### TASK BRIEF
Can you copy out the material below line for line, leaving out the pictures?

### STORED DATA
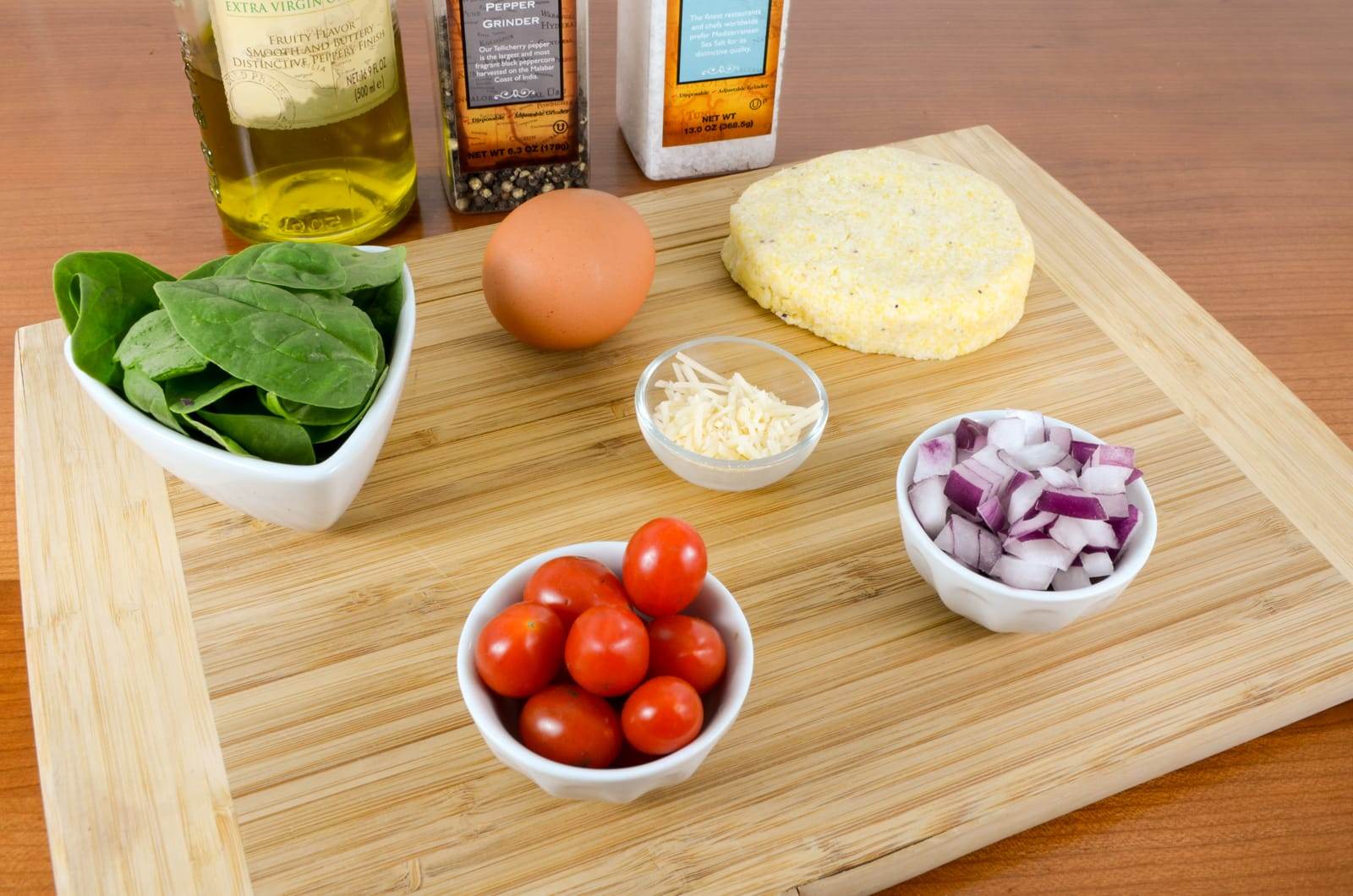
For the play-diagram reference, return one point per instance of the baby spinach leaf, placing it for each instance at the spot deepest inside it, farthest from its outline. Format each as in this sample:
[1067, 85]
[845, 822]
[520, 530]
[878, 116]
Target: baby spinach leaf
[146, 396]
[383, 305]
[187, 394]
[238, 265]
[101, 295]
[225, 441]
[370, 268]
[298, 265]
[264, 436]
[206, 270]
[320, 434]
[308, 414]
[306, 348]
[156, 348]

### CORRECT RESULT
For the play-diagram reference, return one point per instance of the baby spinach leaf, placing it for each instance at the spot deepest inside it, farthest from its outline. Format each as in this sample:
[1067, 85]
[845, 822]
[520, 530]
[878, 116]
Target: baby spinach leaf
[146, 396]
[383, 305]
[187, 394]
[238, 265]
[101, 295]
[225, 441]
[370, 268]
[298, 265]
[264, 436]
[206, 270]
[320, 434]
[308, 414]
[306, 348]
[156, 348]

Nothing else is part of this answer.